* **Stated exercise**
Gather every line of the material below that contains the word "pink". Case counts, so only matches with the same capitalization qualify.

* **Excerpted records**
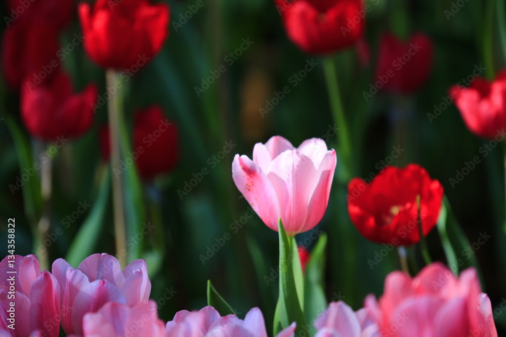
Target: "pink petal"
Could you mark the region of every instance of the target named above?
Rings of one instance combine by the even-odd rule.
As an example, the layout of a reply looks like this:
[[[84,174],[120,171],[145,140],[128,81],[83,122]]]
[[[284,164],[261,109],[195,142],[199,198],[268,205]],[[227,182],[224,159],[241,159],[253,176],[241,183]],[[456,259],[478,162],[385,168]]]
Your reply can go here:
[[[63,259],[58,259],[53,262],[53,267],[51,268],[51,273],[53,274],[53,276],[56,278],[58,283],[60,283],[60,291],[61,292],[60,298],[62,301],[63,300],[65,284],[67,283],[67,269],[69,268],[74,269],[68,262]]]
[[[254,308],[248,311],[242,326],[256,337],[267,337],[264,315],[258,308]]]
[[[30,326],[44,335],[60,334],[60,285],[56,278],[45,270],[33,282],[30,292]]]
[[[333,329],[349,337],[360,337],[361,331],[355,312],[341,301],[330,303],[316,319],[315,326],[319,330],[323,327]]]
[[[96,312],[108,302],[126,304],[123,294],[106,280],[91,282],[75,297],[72,309],[72,321],[75,333],[82,334],[82,318],[88,312]]]
[[[302,142],[297,149],[302,154],[309,157],[315,167],[318,167],[323,157],[328,152],[327,144],[319,138],[312,138]]]
[[[149,300],[151,283],[148,278],[147,271],[137,269],[130,274],[121,288],[126,300],[126,304],[134,306],[146,303]]]
[[[109,254],[90,255],[81,262],[77,269],[88,277],[90,282],[107,280],[118,287],[120,287],[124,282],[119,262]]]
[[[61,270],[60,269],[60,271]],[[64,291],[60,309],[61,324],[65,332],[67,334],[71,334],[75,331],[72,320],[74,301],[81,290],[90,284],[90,281],[88,281],[88,276],[78,269],[68,268],[66,273],[66,282],[62,287],[64,287]]]
[[[336,162],[334,150],[327,152],[321,161],[316,174],[317,185],[310,199],[308,218],[303,231],[309,230],[317,225],[325,215],[328,205]]]
[[[309,157],[285,151],[271,163],[267,177],[276,191],[283,225],[288,235],[305,228],[316,169]]]
[[[279,211],[274,189],[258,165],[246,156],[236,155],[232,163],[232,176],[239,191],[264,223],[278,230]]]

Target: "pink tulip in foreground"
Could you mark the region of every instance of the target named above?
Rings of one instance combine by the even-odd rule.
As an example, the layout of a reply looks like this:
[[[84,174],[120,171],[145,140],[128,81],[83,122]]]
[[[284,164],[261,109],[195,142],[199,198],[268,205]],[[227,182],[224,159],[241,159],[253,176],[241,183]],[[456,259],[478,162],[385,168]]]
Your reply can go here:
[[[109,302],[96,313],[85,315],[82,328],[84,337],[164,337],[165,332],[153,301],[133,307]]]
[[[311,229],[323,217],[336,160],[335,151],[322,139],[308,139],[296,149],[274,136],[255,145],[252,161],[236,155],[232,177],[265,224],[277,231],[281,218],[293,236]]]
[[[90,255],[77,269],[58,259],[53,274],[60,283],[61,323],[67,334],[82,334],[87,313],[96,312],[109,302],[129,306],[147,303],[151,290],[145,261],[136,260],[121,272],[118,260],[105,254]]]
[[[315,321],[315,337],[380,337],[378,326],[367,309],[355,312],[340,301],[332,302]]]
[[[481,293],[474,269],[457,278],[436,263],[414,278],[390,273],[383,296],[373,295],[366,308],[377,322],[381,335],[392,337],[497,337],[490,301]]]
[[[14,259],[9,259],[12,256]],[[57,337],[60,286],[49,271],[40,272],[37,258],[8,256],[0,262],[0,336]],[[11,302],[15,317],[10,321]]]
[[[278,333],[276,337],[293,337],[295,323]],[[165,337],[267,337],[265,322],[262,312],[254,308],[246,314],[244,320],[235,315],[224,317],[213,307],[207,306],[198,312],[186,310],[176,314],[167,323]]]

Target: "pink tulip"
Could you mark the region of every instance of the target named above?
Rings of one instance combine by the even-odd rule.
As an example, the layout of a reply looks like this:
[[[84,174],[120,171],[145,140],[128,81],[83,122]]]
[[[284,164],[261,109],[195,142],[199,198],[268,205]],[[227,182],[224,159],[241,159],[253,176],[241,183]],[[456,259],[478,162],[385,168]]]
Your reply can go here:
[[[255,145],[252,161],[236,155],[232,177],[265,224],[277,231],[281,218],[293,236],[310,230],[323,217],[335,164],[335,151],[328,151],[322,139],[308,139],[296,149],[274,136],[265,145]]]
[[[315,321],[318,329],[315,337],[380,337],[378,326],[369,311],[363,308],[355,312],[340,301],[332,302]]]
[[[85,315],[82,327],[84,337],[164,337],[165,332],[153,301],[133,307],[109,302],[96,313]]]
[[[385,280],[379,302],[373,295],[366,308],[382,335],[392,337],[497,337],[490,301],[481,293],[476,271],[457,278],[439,263],[414,278],[395,271]]]
[[[296,325],[278,333],[276,337],[293,337]],[[262,312],[254,308],[246,314],[244,320],[235,315],[224,317],[214,308],[207,306],[198,312],[183,310],[167,323],[165,337],[267,337],[265,321]]]
[[[60,296],[58,281],[47,270],[40,272],[38,260],[33,255],[14,257],[11,259],[8,256],[0,262],[0,336],[57,337]],[[8,272],[10,271],[16,272]],[[12,278],[14,281],[10,280]],[[11,302],[14,303],[14,329],[9,327],[12,323],[8,320]]]
[[[59,259],[53,274],[61,291],[62,325],[67,334],[82,334],[82,319],[108,302],[133,306],[149,299],[151,283],[143,260],[136,260],[121,272],[119,262],[108,254],[94,254],[77,269]]]

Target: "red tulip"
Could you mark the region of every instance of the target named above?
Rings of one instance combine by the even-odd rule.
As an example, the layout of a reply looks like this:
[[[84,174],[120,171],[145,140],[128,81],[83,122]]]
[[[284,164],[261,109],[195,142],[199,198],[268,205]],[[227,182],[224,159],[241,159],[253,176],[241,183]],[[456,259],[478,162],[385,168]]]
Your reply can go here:
[[[73,92],[69,76],[60,73],[38,86],[23,86],[21,117],[34,137],[52,141],[74,138],[86,132],[93,120],[92,105],[97,89],[90,84],[80,93]]]
[[[168,35],[169,15],[166,4],[153,5],[148,0],[98,0],[93,8],[81,3],[85,50],[104,68],[144,65],[161,49]]]
[[[304,52],[326,54],[349,47],[365,28],[362,0],[275,0],[288,38]]]
[[[427,266],[414,278],[393,272],[379,302],[369,295],[365,307],[382,336],[497,336],[490,300],[481,293],[474,269],[458,278],[439,263]]]
[[[151,283],[143,260],[134,261],[122,271],[114,257],[94,254],[77,269],[58,259],[52,271],[60,284],[61,323],[67,334],[82,335],[85,314],[96,312],[107,302],[133,307],[149,299]]]
[[[406,42],[385,33],[380,42],[376,87],[399,93],[417,90],[430,75],[433,57],[432,41],[423,33]]]
[[[388,166],[370,185],[356,178],[348,184],[348,213],[360,233],[375,242],[409,246],[420,240],[418,222],[427,235],[434,228],[443,186],[422,167]],[[420,197],[420,216],[417,196]]]
[[[37,18],[20,18],[7,27],[2,41],[2,68],[13,89],[19,89],[24,79],[25,84],[37,83],[57,72],[58,35],[54,25]]]
[[[302,267],[302,272],[306,272],[306,266],[309,262],[309,259],[311,257],[311,254],[307,248],[303,246],[300,246],[297,247],[299,252],[299,258],[301,260],[301,265]]]
[[[454,85],[450,94],[473,133],[493,138],[506,128],[506,69],[492,82],[477,77],[468,88]]]
[[[12,257],[14,259],[11,259]],[[16,272],[9,272],[12,271]],[[10,332],[8,335],[15,337],[36,336],[37,333],[58,337],[60,286],[49,271],[40,272],[37,258],[33,255],[8,256],[0,262],[0,335],[2,330],[6,330]],[[8,319],[11,317],[11,303],[14,304],[15,317],[10,321]],[[15,329],[8,327],[13,323]]]
[[[161,108],[156,106],[138,111],[134,120],[134,146],[125,159],[125,165],[135,162],[144,180],[172,171],[179,160],[177,127],[165,116]],[[100,136],[102,157],[107,160],[110,151],[108,129],[104,128]],[[117,174],[124,170],[121,167],[114,168]]]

* **Full answer**
Target: "pink petal"
Target: "pink tulip in foreground"
Target: "pink tulip"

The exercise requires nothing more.